▶ _INSTRUCTIONS_:
a. In the passage on the Zimin Foundation grants, who is the chairman of the Zimin Foundation?
b. Set down the passage on the Zimin Foundation grants from "Continuing support for" up to and including "into real-world use.".
c. Decide whether each statement agrees with the passage on the Zimin Foundation grants, answering yes or no and quoting the words that settle it: (i) Foundation representatives will introduce the project researchers to their network. (ii) Five selection cycles are planned. (iii) All of the selected projects have already reached field testing.

[START OF DOCUMENT PASSAGE]

The selected projects are at a diverse range of stages from visioning and ideation to technology prototypes and field testing.

“It’s a great start,” said Boris Zimin, chairman of the Zimin Foundation. “Our vision is to be able to support the most promising innovation projects that bring lab findings into the world, helping people globally. We wish the best of luck to the first winners of our grant call at ASU and will keep doing our best supporting them.”

Continuing support for applied research solutions

The Zimin Foundation leaders look forward to what will happen through these projects in the next few years. Foundation representatives will regularly interact with the project researchers and introduce them to their network, enabling the teams to learn and share best practices of translating research into real-world use.

When these four projects reach the prototyping phase or the researchers want to create spinoffs from their research, the Zimin Foundation will consider extending its support.

“We plan to hold three selection cycles and then an in-depth review of the progress of all the supported projects,” Shmulevich said.

[END OF DOCUMENT PASSAGE]
[START OF STORED DATA]

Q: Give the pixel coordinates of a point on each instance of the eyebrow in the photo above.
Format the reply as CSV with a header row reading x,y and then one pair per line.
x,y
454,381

[END OF STORED DATA]

▶ _ANSWERS_:
a. Boris Zimin

b.
Continuing support for applied research solutions

The Zimin Foundation leaders look forward to what will happen through these projects in the next few years. Foundation representatives will regularly interact with the project researchers and introduce them to their network, enabling the teams to learn and share best practices of translating research into real-world use.

c.
(i) Yes: "Foundation representatives will regularly interact with the project researchers and introduce them to their network"
(ii) No: "We plan to hold three selection cycles"
(iii) No: "The selected projects are at a diverse range of stages from visioning and ideation to technology prototypes and field testing."